Activity: How many lines in the records below contain the word "great"? Answer with the number and nothing else.

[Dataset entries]

"""

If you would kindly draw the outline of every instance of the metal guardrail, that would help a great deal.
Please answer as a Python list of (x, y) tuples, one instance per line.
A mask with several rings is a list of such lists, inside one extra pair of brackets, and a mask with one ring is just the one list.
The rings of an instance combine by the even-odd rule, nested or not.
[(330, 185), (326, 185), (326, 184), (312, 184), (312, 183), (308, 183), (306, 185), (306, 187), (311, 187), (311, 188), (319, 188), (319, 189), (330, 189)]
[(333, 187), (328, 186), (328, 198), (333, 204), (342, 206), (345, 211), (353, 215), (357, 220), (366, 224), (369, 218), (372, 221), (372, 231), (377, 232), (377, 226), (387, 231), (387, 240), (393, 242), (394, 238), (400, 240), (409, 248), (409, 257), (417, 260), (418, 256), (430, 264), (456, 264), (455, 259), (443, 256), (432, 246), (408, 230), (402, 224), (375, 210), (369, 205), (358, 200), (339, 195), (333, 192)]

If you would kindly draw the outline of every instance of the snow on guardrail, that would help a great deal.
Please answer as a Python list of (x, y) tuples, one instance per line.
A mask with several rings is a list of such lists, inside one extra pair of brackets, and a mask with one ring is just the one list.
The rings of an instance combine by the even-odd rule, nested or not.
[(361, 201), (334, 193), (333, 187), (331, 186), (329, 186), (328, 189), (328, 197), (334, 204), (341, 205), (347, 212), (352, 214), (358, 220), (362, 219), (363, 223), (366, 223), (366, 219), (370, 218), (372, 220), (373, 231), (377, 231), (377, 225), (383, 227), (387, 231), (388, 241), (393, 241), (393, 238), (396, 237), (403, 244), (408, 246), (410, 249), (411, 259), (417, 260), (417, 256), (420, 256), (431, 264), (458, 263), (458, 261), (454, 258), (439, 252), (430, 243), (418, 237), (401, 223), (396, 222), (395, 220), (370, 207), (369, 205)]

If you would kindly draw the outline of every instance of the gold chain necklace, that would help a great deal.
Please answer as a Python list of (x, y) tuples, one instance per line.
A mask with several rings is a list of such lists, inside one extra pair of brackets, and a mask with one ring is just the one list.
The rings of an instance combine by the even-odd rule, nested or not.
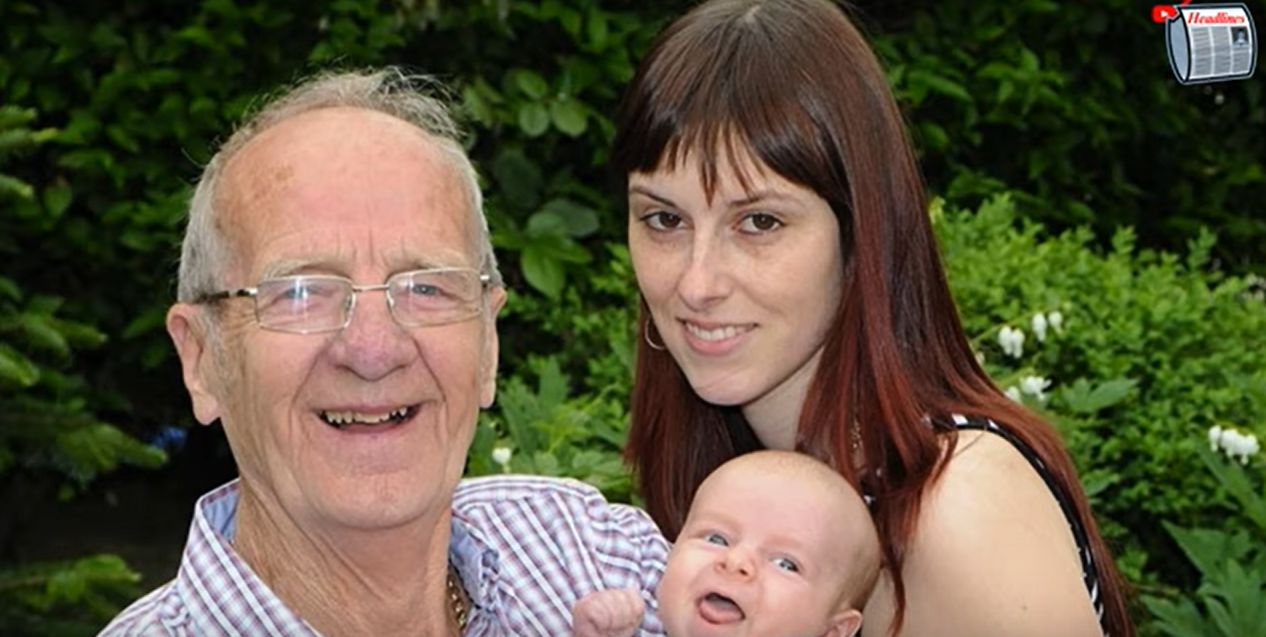
[(448, 565), (448, 608), (453, 611), (453, 619), (457, 620), (457, 631), (461, 633), (466, 630), (466, 624), (470, 621), (470, 614), (466, 604), (466, 590), (458, 583), (457, 569), (452, 564)]

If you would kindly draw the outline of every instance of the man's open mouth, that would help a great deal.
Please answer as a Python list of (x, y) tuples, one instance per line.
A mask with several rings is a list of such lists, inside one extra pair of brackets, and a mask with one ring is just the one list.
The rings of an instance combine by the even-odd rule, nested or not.
[(398, 425), (409, 420), (416, 413), (418, 413), (417, 405), (406, 405), (380, 412), (322, 410), (317, 412), (317, 415), (325, 424), (335, 429), (354, 431)]
[(710, 624), (732, 624), (747, 618), (734, 600), (720, 593), (708, 593), (699, 600), (699, 616)]

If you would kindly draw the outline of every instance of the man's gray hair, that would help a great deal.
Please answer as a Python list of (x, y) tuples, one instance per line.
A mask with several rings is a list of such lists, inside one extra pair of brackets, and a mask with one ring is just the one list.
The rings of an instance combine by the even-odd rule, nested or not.
[[(492, 252), (488, 220), (483, 214), (479, 176), (461, 145), (461, 131), (449, 114), (438, 82), (390, 67), (377, 71), (325, 73), (300, 82), (266, 102), (229, 137), (202, 170), (193, 199), (189, 224), (181, 247), (176, 296), (189, 303), (200, 295), (220, 290), (221, 277), (231, 257), (229, 246), (215, 220), (216, 190), (224, 167), (242, 147), (263, 131), (310, 111), (351, 107), (386, 113), (417, 127), (449, 156), (464, 177), (471, 212), (478, 219), (480, 272), (501, 285), (501, 273)], [(252, 282), (253, 283), (253, 282)]]

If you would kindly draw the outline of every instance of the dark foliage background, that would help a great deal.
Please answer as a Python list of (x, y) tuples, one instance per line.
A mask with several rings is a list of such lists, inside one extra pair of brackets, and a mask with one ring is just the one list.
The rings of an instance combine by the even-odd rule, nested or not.
[[(501, 470), (490, 452), (506, 447), (508, 468), (630, 497), (616, 452), (635, 290), (605, 156), (634, 63), (688, 4), (0, 3), (0, 632), (100, 627), (140, 590), (111, 554), (161, 582), (192, 497), (232, 475), (218, 432), (187, 429), (162, 329), (183, 208), (250, 105), (321, 69), (408, 65), (462, 105), (512, 288), (499, 405), (471, 472)], [(1160, 634), (1179, 621), (1163, 604), (1223, 565), (1203, 568), (1160, 521), (1219, 526), (1251, 508), (1197, 451), (1212, 425), (1266, 422), (1266, 107), (1260, 78), (1178, 85), (1149, 9), (853, 13), (949, 211), (939, 228), (968, 328), (1000, 384), (1054, 379), (1049, 401), (1025, 400), (1064, 428), (1123, 567), (1161, 600), (1139, 609), (1169, 618), (1149, 624)], [(999, 353), (1001, 326), (1051, 311), (1069, 319), (1058, 347)], [(1245, 475), (1260, 485), (1260, 461)], [(154, 557), (138, 538), (175, 548)], [(1263, 535), (1246, 541), (1260, 557)], [(1218, 616), (1208, 599), (1238, 608), (1215, 593), (1192, 598), (1198, 618)]]

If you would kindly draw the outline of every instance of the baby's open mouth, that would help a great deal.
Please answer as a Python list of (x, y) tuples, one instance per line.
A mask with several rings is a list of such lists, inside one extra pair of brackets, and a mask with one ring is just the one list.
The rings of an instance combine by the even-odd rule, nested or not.
[(747, 618), (734, 600), (720, 593), (708, 593), (699, 600), (699, 616), (710, 624), (732, 624)]
[(412, 418), (417, 412), (417, 405), (408, 405), (375, 413), (322, 410), (318, 412), (318, 416), (325, 424), (335, 429), (355, 431), (357, 429), (398, 425)]

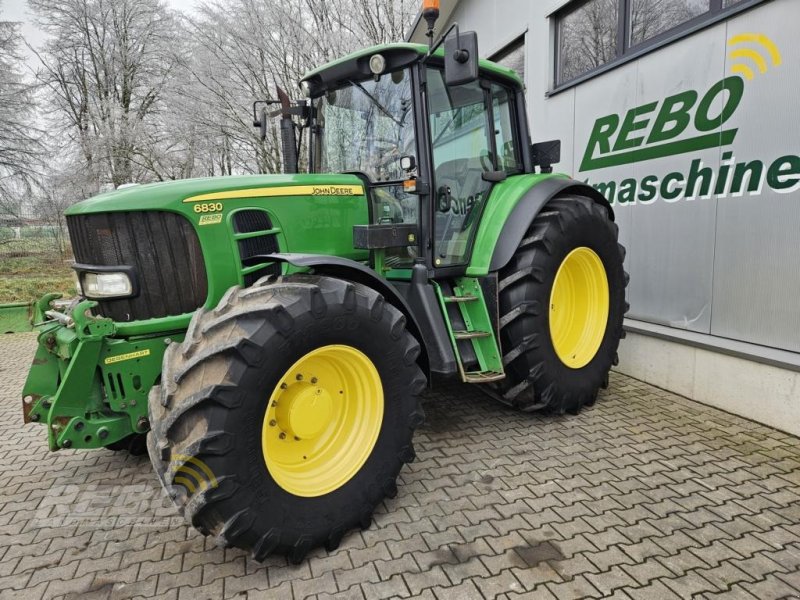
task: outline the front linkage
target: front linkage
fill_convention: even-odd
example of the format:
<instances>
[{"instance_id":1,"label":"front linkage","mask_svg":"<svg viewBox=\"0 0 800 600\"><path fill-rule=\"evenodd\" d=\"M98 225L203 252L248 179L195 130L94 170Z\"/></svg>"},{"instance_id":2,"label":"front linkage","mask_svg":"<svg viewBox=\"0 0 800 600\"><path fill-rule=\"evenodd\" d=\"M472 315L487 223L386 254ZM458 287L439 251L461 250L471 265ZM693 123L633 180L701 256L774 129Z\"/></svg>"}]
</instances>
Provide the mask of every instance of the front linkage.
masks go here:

"""

Your response: 7